▸ Written instruction: Rewrite every item below, changing "drop a point on every instance" to "place a marker on each occurrence" and keeping everything else the same. Omit the pictures.

Entries taken from a collection:
* START *

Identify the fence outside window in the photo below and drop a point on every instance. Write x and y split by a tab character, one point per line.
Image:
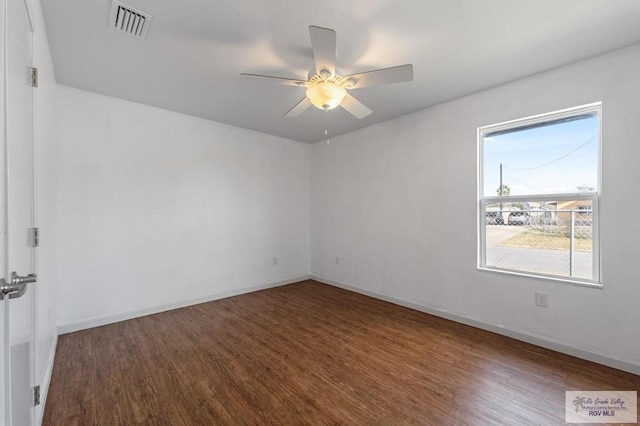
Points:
547	242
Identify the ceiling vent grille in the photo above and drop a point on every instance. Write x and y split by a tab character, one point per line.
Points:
129	20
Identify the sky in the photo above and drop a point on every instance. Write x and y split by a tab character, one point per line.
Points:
546	160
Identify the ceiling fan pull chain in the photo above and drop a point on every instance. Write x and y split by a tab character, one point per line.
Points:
326	124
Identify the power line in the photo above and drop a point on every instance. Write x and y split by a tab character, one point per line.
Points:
553	161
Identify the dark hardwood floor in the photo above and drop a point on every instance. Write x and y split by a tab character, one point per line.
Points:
308	353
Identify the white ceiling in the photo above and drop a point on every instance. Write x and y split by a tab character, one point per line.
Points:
195	50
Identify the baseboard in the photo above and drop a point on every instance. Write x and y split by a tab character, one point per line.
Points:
123	316
44	388
517	335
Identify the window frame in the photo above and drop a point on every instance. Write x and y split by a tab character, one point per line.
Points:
593	196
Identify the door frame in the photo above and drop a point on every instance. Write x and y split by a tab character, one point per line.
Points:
5	353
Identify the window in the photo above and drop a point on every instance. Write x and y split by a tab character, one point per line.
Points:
538	193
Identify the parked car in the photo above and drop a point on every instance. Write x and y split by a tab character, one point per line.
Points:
494	218
519	218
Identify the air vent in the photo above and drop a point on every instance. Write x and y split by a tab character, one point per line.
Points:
129	20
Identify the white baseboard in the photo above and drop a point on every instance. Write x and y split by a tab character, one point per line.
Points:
44	389
561	347
123	316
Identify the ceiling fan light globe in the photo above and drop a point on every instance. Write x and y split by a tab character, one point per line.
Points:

* END *

▸ Reply to the task:
Identify the fence outside window in the photo below and place a marker on each occurrence. Write x and y split by a tab character, one point per line.
Image:
Points:
547	242
Identify the ceiling vent grille in the photo above and place a marker on each occurrence. Write x and y split by a tab character, one point per line.
Points:
129	20
Identify the sky in the photo above and place a marker on each occurrence. Write x and y split by a tab character, one point per line.
Points:
546	160
Identify the ceiling fan pull chain in the photo above and place a marker on each occurrence. Write x and y split by a tab character, one point per line.
Points:
326	124
Identify the power line in the photo above and place a marker on each occurrence. Write x and y split by a tab character, one point per line.
Points:
553	161
Identify the dark hardwood floor in the photo above and place a marker on each occurrence. Write x and y split by a tab character, one point per line.
Points:
308	353
Identify the white ceiling in the photo above and place a marker on each occurrence. Write x and y split by a tab character, one point per line.
Points:
195	50
Identify the baseboard in the photo above and place a marker on each occurrence. Write x and y split by a tab character, one point per line.
Points:
123	316
44	388
517	335
Identify the window frame in the photo above and place a marker on each occurrence. Write x and y split by a tab character, one point per line.
Points:
593	196
Identify the door frame in the photo above and place a marker on each occurrence. Write x and y split by a tab character, one point per line.
Points:
5	353
Identify the window in the photo above and place a marker on each occurrence. Write x and y split by a tab character, one point per line.
Points:
538	193
Identify the parked car in the photo above and place a marker on each occurrence. Write x and y split by a tab character, one point per line.
Points:
494	218
519	218
Identify the air vent in the photo above and place a marker on each occurrence. Write x and y split by a tab character, one point per line.
Points:
129	20
Identify the white baseboard in the photo above and place a marker on each occurrence. Write x and y split by a tab character, one point per line.
Points:
44	389
561	347
123	316
Identify the ceiling fan light globe in the photo above and place a marker on each occurrence. Write x and y split by a tab character, one point per line.
Points:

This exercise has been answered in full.